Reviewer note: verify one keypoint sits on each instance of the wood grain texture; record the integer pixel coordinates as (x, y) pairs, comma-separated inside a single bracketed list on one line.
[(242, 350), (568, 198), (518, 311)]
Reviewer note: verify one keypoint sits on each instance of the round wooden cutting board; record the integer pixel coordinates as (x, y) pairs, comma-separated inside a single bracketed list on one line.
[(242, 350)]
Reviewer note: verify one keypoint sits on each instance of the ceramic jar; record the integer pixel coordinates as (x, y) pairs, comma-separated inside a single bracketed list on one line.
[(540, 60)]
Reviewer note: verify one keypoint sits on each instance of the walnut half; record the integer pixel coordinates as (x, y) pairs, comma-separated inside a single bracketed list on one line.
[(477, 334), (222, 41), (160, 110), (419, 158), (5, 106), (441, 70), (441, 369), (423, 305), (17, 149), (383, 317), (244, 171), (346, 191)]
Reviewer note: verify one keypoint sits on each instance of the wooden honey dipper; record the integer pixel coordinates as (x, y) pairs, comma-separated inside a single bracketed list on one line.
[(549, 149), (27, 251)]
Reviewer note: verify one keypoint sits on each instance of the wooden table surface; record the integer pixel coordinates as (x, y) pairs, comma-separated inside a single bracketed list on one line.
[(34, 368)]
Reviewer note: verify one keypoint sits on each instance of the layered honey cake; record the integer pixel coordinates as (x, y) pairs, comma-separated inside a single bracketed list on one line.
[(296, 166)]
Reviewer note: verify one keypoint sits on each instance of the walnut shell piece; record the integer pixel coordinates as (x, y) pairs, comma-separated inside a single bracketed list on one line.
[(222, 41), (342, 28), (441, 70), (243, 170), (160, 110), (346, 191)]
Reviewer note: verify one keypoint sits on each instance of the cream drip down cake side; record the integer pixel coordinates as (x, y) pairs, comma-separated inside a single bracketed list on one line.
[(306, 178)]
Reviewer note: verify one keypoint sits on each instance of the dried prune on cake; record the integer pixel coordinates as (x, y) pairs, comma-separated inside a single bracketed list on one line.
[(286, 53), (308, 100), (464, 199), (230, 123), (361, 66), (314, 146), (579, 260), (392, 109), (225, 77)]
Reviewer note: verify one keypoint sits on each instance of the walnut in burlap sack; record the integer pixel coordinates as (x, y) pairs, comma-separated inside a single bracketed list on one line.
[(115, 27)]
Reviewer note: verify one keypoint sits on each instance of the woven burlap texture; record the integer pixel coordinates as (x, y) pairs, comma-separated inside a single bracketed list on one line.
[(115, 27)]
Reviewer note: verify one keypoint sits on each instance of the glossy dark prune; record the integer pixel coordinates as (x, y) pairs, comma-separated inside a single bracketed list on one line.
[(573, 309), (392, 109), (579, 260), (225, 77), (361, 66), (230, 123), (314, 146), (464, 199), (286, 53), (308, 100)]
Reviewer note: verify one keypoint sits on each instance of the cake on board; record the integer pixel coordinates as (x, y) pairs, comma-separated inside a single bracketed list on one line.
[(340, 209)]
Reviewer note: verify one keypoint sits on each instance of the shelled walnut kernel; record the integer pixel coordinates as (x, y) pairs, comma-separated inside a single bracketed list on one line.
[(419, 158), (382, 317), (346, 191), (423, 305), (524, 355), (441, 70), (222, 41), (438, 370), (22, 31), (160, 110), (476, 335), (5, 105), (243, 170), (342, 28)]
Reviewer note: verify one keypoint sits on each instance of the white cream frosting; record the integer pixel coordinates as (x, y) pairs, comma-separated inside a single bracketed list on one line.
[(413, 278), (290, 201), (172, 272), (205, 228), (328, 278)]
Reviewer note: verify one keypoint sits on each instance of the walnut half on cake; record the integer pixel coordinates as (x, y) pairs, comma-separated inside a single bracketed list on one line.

§ Brief: Rewrite all of the items above, replacing "keypoint" with "marker" wherever it occurs and leaving everything else unchanged.

§ Result of this task:
Reviewer note: verify one marker sits on each instance of the wood grain texture; record the integer pixel coordinates as (x, y) pairs, comma-separated inside a single bracketed list on one line.
[(242, 350), (568, 198), (518, 311)]
Reviewer note: verify one marker sits on each instance of the round wooden cutting board; record the integer pixel coordinates as (x, y) pairs, comma-separated inside a single bracketed list on one line.
[(242, 350)]
Reviewer note: verify one marker sits on each instance of the ceramic jar; record the integer pixel coordinates as (x, y) pairs, comma-separated inside a single bracketed list on one line.
[(540, 60)]
Reviewer note: verify one marker sits on each instance of the walnut half; record the integer pixel coordinates as (x, y) pairs, comma-separated inside a single bracketed list on one line.
[(477, 334), (222, 41), (160, 110), (419, 158), (5, 106), (441, 70), (441, 369), (423, 305), (17, 149), (383, 317), (244, 171), (346, 191)]
Reviewer note: verify one marker sits on each instance of the wooden honey dipper; record the integer pixel coordinates as (x, y) pairs, comma-separated inside a single bracketed list on one line.
[(549, 149), (27, 251)]
Reviewer note: verify one marker sits on each instance of the wooden table surface; record the integer pixel coordinates as (x, y) pairs, comma-separated inside a single bracketed list on one line.
[(34, 368)]
Reviewer note: verify one marker sits on each instance of the layered honey cake; record the integer pixel coordinates as (x, y) pairs, comma-separated inside a single bracketed list on one line.
[(296, 166)]
Reviewer note: verify one marker sits on each instance of the walnut shell piece; record the integer pixel coordinates as (x, y) pairs, comma-separated inside a single bracketed list on one line.
[(222, 41), (342, 28), (441, 70), (243, 170), (160, 110), (346, 191)]
Reviewer note: verify one marker sits on each instance of the cream drip down cake side; record the integer pixel coordinates as (x, y) pairs, comma-separated inside a single bracketed list on one line.
[(306, 178)]
Reviewer note: verify one marker sits on each instance of the dried prune on cake; record the integer pixel coordinates as (x, y) pairs, comma-separated inside a single bracketed list on one line.
[(286, 53), (308, 100), (464, 199), (230, 123), (361, 66), (314, 146), (579, 260), (392, 109), (225, 77)]
Reviewer note: verify one marker sits on each instance of the walnut in burlap sack; record the integer pixel coordinates as (x, y) pairs, comma-separated inside a single bracketed list on one line.
[(115, 27)]
Reviewer note: verify one marker sits on each instance of the woven burlap texture; record the integer pixel coordinates as (x, y) pairs, comma-separated inside a single bracketed list on one line.
[(115, 27)]
Reviewer note: verify one marker sits on each instance of the glossy dark prune; record the integer pixel coordinates as (x, y) pairs, comma-separated inside a single bracketed list on one line.
[(573, 309), (392, 109), (579, 260), (225, 77), (361, 66), (230, 123), (314, 146), (464, 199), (286, 53), (308, 100)]
Reviewer note: verify one marker sits on each instance of the cake on board; record the integer pixel coordinates as (x, y) pairs, comma-separated inside a single bracketed list on one line.
[(340, 209)]
Reviewer note: verify one marker sits on each instance of the shelled walnut kernel; record the integer pixel coordinates as (x, y) pairs, comma-separated inside a single bracketed list on one line.
[(419, 158), (382, 317), (346, 191), (423, 305), (524, 355), (441, 70), (222, 41), (438, 370), (22, 31), (160, 110), (476, 335), (5, 105), (243, 170), (342, 28)]
Reviewer note: verify one marker sits on each instance of the white cream frosting; record the integer pixel coordinates as (x, y) pairs, comma-separated inside a single bracketed list on one line.
[(413, 278), (290, 201), (172, 272), (205, 228), (328, 278)]
Reviewer note: verify one marker sits on each instance of the walnut half on cake; record the integer pixel coordinates as (x, y) pairs, comma-separated inside a single bracketed list on one line.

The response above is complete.